▶ [Work item] Return the passage of the article on Michael J. Fox below between "Struck by Parkinson's, Michael" and "with old age.", inclusive, copied word for word.

▶ [Text under study]
Start of Block

Struck by Parkinson's, Michael J. Fox gives credit to the disease for his star status

There's a tremendous poignancy in seeing the boyish features of Michael J. Fox on screen again in the re-released hit movie Back To The Future. The film turned Fox into a superstar, fixing him in audiences' minds as Marty McFly, the 17-year-old with a fondness for time travel and skateboards.
But just six years later, in 1991, Fox was diagnosed with Parkinson's at the age of 29 — a terrible irony for a man who made his name playing a teenager to be afflicted by a disease normally associated with old age.
Fox took the news badly. "I had been cruising along the fast lane before that but the diagnosis made me an even bigger idiot," he says.
"The subsequent depression and my increasing pain isolated me from my wife Tracy and my son, Sam Michael. I hit rock bottom," he adds.

End of Block

▶ [Dataset entries]
Start of Block

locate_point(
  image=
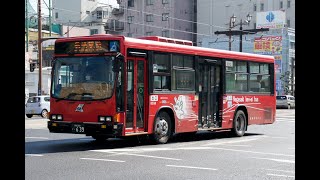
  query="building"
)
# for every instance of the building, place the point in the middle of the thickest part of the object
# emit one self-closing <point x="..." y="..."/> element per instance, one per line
<point x="215" y="15"/>
<point x="137" y="18"/>
<point x="90" y="14"/>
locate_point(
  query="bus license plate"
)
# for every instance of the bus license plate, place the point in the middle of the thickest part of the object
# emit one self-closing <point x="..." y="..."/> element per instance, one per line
<point x="78" y="128"/>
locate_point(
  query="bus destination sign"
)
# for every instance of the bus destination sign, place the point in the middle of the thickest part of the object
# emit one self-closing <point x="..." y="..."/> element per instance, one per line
<point x="86" y="47"/>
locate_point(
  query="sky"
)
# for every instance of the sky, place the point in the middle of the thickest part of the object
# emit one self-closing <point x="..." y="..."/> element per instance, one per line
<point x="45" y="10"/>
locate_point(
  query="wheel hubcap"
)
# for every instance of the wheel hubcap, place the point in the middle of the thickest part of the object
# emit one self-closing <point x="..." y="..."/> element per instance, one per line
<point x="161" y="127"/>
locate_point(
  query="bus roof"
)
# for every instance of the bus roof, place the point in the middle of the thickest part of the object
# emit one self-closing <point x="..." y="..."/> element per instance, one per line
<point x="145" y="44"/>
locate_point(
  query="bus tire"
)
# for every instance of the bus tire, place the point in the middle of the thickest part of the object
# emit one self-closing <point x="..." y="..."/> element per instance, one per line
<point x="239" y="124"/>
<point x="162" y="128"/>
<point x="29" y="115"/>
<point x="99" y="138"/>
<point x="44" y="113"/>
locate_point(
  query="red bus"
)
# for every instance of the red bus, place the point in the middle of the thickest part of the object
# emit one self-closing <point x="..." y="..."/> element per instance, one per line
<point x="114" y="86"/>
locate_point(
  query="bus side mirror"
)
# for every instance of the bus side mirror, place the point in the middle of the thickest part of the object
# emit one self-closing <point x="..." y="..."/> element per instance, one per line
<point x="117" y="62"/>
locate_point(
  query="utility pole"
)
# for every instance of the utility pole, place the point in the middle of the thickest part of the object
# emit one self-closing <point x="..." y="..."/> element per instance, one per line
<point x="50" y="18"/>
<point x="240" y="32"/>
<point x="27" y="27"/>
<point x="39" y="48"/>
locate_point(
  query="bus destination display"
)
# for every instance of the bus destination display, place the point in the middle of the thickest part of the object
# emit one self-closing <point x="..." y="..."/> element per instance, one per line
<point x="86" y="47"/>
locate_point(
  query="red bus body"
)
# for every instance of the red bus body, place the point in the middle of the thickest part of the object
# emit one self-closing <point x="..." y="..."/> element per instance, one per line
<point x="183" y="108"/>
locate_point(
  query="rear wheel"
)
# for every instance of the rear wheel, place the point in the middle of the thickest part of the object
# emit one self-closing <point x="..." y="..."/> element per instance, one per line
<point x="44" y="113"/>
<point x="99" y="138"/>
<point x="162" y="128"/>
<point x="29" y="115"/>
<point x="239" y="124"/>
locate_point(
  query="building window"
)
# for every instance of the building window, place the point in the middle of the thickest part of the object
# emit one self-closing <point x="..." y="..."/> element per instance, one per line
<point x="262" y="7"/>
<point x="149" y="2"/>
<point x="149" y="18"/>
<point x="165" y="2"/>
<point x="165" y="16"/>
<point x="165" y="33"/>
<point x="105" y="14"/>
<point x="99" y="14"/>
<point x="130" y="3"/>
<point x="93" y="31"/>
<point x="130" y="19"/>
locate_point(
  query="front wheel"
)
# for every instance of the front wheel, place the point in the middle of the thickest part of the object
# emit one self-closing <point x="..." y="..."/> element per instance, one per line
<point x="239" y="124"/>
<point x="44" y="113"/>
<point x="162" y="128"/>
<point x="29" y="115"/>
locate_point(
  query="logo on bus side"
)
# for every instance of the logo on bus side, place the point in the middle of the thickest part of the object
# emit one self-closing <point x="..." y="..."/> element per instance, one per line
<point x="80" y="108"/>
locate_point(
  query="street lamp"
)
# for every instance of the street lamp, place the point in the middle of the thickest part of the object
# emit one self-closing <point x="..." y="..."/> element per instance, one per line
<point x="231" y="32"/>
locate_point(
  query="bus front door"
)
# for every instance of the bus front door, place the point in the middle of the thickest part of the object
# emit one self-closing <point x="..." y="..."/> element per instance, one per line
<point x="136" y="93"/>
<point x="209" y="93"/>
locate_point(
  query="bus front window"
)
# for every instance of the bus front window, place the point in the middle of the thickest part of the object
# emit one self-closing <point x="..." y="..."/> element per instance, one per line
<point x="83" y="78"/>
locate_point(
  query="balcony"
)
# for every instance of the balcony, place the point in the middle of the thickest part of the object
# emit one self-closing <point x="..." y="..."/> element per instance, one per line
<point x="114" y="25"/>
<point x="118" y="11"/>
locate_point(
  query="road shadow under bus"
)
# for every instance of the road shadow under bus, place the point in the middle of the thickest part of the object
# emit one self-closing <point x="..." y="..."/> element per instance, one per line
<point x="88" y="143"/>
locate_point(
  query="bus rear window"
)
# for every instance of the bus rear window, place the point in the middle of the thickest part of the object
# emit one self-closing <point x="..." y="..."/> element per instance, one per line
<point x="281" y="97"/>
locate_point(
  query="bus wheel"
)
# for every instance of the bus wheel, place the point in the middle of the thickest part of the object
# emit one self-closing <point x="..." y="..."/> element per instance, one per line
<point x="99" y="138"/>
<point x="44" y="113"/>
<point x="239" y="124"/>
<point x="162" y="128"/>
<point x="29" y="115"/>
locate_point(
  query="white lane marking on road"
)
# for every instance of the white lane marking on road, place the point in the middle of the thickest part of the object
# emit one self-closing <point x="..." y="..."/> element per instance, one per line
<point x="280" y="170"/>
<point x="36" y="138"/>
<point x="277" y="137"/>
<point x="38" y="155"/>
<point x="277" y="160"/>
<point x="284" y="121"/>
<point x="254" y="152"/>
<point x="280" y="175"/>
<point x="136" y="150"/>
<point x="238" y="145"/>
<point x="191" y="167"/>
<point x="232" y="141"/>
<point x="94" y="159"/>
<point x="157" y="157"/>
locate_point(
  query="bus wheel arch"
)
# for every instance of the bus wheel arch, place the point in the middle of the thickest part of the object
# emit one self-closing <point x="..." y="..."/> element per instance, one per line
<point x="163" y="126"/>
<point x="240" y="121"/>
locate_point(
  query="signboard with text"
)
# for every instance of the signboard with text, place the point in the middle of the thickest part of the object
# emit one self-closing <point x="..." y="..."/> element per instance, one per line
<point x="271" y="19"/>
<point x="268" y="45"/>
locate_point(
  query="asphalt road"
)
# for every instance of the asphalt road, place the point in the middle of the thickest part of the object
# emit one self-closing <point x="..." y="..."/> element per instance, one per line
<point x="265" y="152"/>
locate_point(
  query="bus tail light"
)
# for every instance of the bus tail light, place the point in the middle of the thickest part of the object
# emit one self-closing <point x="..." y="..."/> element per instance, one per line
<point x="116" y="117"/>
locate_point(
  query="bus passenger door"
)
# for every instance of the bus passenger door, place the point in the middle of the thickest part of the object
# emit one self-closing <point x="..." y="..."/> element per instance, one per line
<point x="136" y="93"/>
<point x="209" y="95"/>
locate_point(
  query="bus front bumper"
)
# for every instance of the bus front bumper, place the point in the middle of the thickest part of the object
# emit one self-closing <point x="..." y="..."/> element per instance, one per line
<point x="88" y="128"/>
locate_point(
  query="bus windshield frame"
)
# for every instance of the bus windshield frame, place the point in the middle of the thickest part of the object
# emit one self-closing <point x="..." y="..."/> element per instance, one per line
<point x="83" y="78"/>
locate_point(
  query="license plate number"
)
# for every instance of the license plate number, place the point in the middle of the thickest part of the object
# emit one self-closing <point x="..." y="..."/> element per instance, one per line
<point x="78" y="128"/>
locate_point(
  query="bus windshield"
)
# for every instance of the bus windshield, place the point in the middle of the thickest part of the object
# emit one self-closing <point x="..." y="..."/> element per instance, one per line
<point x="83" y="78"/>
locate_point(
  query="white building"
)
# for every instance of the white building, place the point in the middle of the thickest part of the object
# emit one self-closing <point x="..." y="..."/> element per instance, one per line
<point x="91" y="14"/>
<point x="32" y="79"/>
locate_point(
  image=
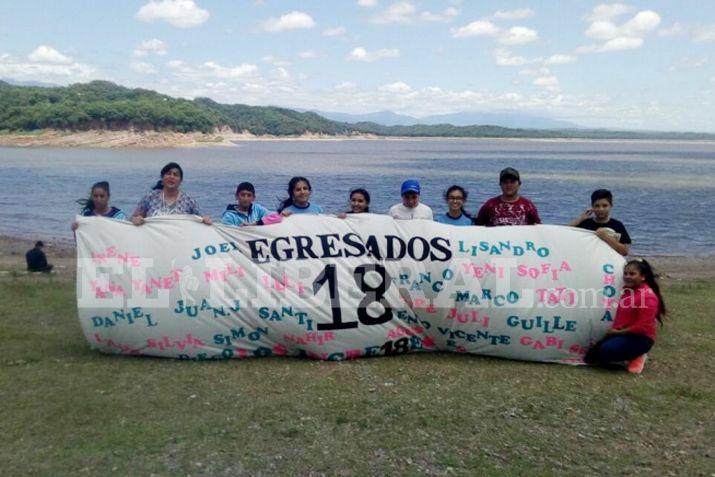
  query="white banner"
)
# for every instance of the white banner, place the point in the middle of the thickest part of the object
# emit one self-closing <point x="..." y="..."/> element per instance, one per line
<point x="333" y="289"/>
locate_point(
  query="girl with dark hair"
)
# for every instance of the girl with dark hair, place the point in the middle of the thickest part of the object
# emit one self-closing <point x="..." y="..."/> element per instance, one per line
<point x="359" y="201"/>
<point x="98" y="204"/>
<point x="634" y="329"/>
<point x="455" y="197"/>
<point x="298" y="201"/>
<point x="166" y="198"/>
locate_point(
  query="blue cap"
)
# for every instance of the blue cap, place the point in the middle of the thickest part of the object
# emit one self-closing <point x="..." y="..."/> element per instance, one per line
<point x="410" y="185"/>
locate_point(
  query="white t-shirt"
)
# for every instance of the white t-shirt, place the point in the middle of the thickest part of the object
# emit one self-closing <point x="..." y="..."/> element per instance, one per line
<point x="422" y="211"/>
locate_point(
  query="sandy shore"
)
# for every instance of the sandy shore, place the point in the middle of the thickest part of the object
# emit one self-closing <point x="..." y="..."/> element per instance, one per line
<point x="62" y="255"/>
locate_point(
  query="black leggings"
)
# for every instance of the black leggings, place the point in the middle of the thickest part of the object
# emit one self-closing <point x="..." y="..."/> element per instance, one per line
<point x="615" y="348"/>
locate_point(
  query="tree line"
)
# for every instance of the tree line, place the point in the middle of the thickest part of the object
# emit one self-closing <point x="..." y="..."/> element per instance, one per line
<point x="105" y="105"/>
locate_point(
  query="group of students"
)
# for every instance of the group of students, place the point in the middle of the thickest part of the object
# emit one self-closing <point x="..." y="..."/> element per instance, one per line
<point x="640" y="306"/>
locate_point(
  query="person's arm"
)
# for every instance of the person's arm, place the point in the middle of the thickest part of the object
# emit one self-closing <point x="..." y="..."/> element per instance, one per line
<point x="140" y="211"/>
<point x="535" y="219"/>
<point x="482" y="217"/>
<point x="42" y="260"/>
<point x="429" y="215"/>
<point x="612" y="241"/>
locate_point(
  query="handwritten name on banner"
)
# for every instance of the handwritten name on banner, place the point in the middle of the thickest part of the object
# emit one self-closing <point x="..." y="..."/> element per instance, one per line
<point x="333" y="289"/>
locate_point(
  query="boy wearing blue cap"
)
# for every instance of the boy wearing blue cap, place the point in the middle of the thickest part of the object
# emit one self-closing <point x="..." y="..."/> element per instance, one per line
<point x="411" y="208"/>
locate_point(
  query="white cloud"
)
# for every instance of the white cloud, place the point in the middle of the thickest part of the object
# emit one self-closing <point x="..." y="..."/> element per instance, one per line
<point x="517" y="14"/>
<point x="398" y="87"/>
<point x="275" y="61"/>
<point x="621" y="43"/>
<point x="505" y="58"/>
<point x="180" y="67"/>
<point x="281" y="73"/>
<point x="629" y="35"/>
<point x="307" y="54"/>
<point x="560" y="59"/>
<point x="47" y="54"/>
<point x="143" y="68"/>
<point x="542" y="71"/>
<point x="180" y="13"/>
<point x="602" y="30"/>
<point x="154" y="45"/>
<point x="704" y="34"/>
<point x="46" y="66"/>
<point x="549" y="82"/>
<point x="519" y="36"/>
<point x="219" y="71"/>
<point x="361" y="54"/>
<point x="290" y="21"/>
<point x="400" y="12"/>
<point x="675" y="30"/>
<point x="609" y="11"/>
<point x="476" y="28"/>
<point x="335" y="31"/>
<point x="345" y="85"/>
<point x="643" y="23"/>
<point x="449" y="14"/>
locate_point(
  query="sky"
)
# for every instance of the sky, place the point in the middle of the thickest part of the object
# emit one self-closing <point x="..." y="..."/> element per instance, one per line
<point x="635" y="65"/>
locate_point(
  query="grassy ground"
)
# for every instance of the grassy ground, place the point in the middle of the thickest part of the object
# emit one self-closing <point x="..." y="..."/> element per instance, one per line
<point x="68" y="410"/>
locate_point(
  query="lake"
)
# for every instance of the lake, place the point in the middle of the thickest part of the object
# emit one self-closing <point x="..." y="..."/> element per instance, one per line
<point x="664" y="191"/>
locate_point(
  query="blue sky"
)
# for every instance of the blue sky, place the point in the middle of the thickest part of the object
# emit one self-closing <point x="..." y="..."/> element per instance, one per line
<point x="637" y="65"/>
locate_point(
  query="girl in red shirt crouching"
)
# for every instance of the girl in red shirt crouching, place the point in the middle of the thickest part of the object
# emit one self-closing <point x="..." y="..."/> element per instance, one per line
<point x="633" y="332"/>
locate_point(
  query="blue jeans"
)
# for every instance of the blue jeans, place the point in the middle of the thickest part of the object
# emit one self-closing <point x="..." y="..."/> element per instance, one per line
<point x="615" y="348"/>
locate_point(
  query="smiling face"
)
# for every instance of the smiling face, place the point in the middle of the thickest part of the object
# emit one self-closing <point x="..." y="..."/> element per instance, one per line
<point x="100" y="198"/>
<point x="172" y="179"/>
<point x="410" y="199"/>
<point x="245" y="199"/>
<point x="358" y="203"/>
<point x="509" y="188"/>
<point x="632" y="277"/>
<point x="301" y="194"/>
<point x="455" y="202"/>
<point x="602" y="210"/>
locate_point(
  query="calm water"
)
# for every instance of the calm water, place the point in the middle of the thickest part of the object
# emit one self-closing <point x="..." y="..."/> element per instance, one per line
<point x="664" y="191"/>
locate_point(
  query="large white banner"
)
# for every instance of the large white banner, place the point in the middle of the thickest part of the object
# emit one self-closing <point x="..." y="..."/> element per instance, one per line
<point x="330" y="288"/>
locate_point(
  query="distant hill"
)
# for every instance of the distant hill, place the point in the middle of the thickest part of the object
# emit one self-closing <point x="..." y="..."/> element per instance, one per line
<point x="507" y="119"/>
<point x="104" y="105"/>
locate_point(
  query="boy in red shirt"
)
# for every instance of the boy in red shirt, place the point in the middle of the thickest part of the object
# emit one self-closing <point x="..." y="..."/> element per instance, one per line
<point x="509" y="208"/>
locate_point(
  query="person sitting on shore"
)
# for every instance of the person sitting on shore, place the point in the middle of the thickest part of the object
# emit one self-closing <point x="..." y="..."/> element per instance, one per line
<point x="245" y="211"/>
<point x="634" y="328"/>
<point x="598" y="218"/>
<point x="298" y="201"/>
<point x="98" y="204"/>
<point x="37" y="260"/>
<point x="455" y="197"/>
<point x="166" y="198"/>
<point x="410" y="207"/>
<point x="509" y="208"/>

End of Block

▶ [Result of this exercise]
Struck by Parkinson's, Michael J. Fox gives credit to the disease for his star status

There's a tremendous poignancy in seeing the boyish features of Michael J. Fox on screen again in the re-released hit movie Back To The Future. The film turned Fox into a superstar, fixing him in audiences' minds as Marty McFly, the 17-year-old with a fondness for time travel and skateboards.
But just six years later, in 1991, Fox was diagnosed with Parkinson's at the age of 29 — a terrible irony for a man who made his name playing a teenager to be afflicted by a disease normally associated with old age.